*TASKS FOR THIS EXERCISE*
[1] Answer these questions about the full moon eclipse post:
(a) What did the writer finish doing before meditating?
(b) What did the writer see out the window after opening their eyes?
(c) What does the answer the writer hears say there is no reason to do?
[2] Write the next part of the full moon eclipse post, picking up right after its final sentence.

══ GIVEN PASSAGE ══

Radical Thoughts On A Full Moon Eclipse

It was just this past Thursday morning, the day before the Leo Full Moon Eclipse, and I had finished a super yummy home yoga practice. After this, I meditated (I always like to move then meditate), and as I was sitting there in the silence of my own chanting and prayers, I had the sudden STRONG urge to say outloud, "I let go. My life is so good. I have everything that I need."

And in that moment, hands on my heart, I opened my eyes and out the window I saw a red bird, my universal symbol of alignment. When I see these birds, I know that I am getting a message and that I am in sync with the Divine Order and Flow of my life. So naturally, I see the bright red bird against the sparkling white snow, and I cry...a happy kinda cry.

So here's me, all alone in the house, tears welling in my eyes, and I'm talking to myself, rather I feel like I'm talking to the Universe, to something higher than me. And I'm saying, "Thank you so much for everything. Why do I worry?" And it feels like such a strong WHY, like really, whyyyyyyy? I get this answer so clear to me that it feels like a comforting blanket has just been laid over my shoulders: "You have no reason to worry. Everything is unfolding exactly when and how it should. You're so good Alyssa, so good. Really, what do you have to complain about? Everything that is meant to be, will be. You can't force anything to happen or happen sooner. If it is, then it is. If it isn't, then it isn't. Either way, you are supported always dear one. Breathe."

═══
══ SUPPLIED MATERIAL ══

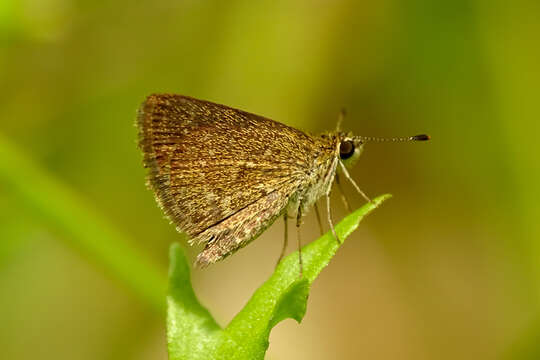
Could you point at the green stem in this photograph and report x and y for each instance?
(80, 226)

═══

*TASK ANSWERS*
[1]
(a) A home yoga practice.
(b) A red bird against the sparkling white snow.
(c) Worry.

[2]
I swear to you this conversation came to me crystal clear. Was I talking outloud? Not the whole time, but I heard this conversation in my mind, or maybe outside of my mind....I don't really know, but what I do know is that it felt so good. In that moment of total self acceptance of who I am and what and where my life is, I felt such RADICAL FREEDOM. 

On this Full Moon Eclipse in Leo, my sign, may you use the bravery of the Lion to let go of anything that is no longer serving you. Full moons are times of release, and eclipses are times of ushering in great, swift change, closings, and openings. Be mindful that things and thoughts move faster during this time, so be aware of your energy and what you're thinking.

For every ending, there is really a beginning waiting.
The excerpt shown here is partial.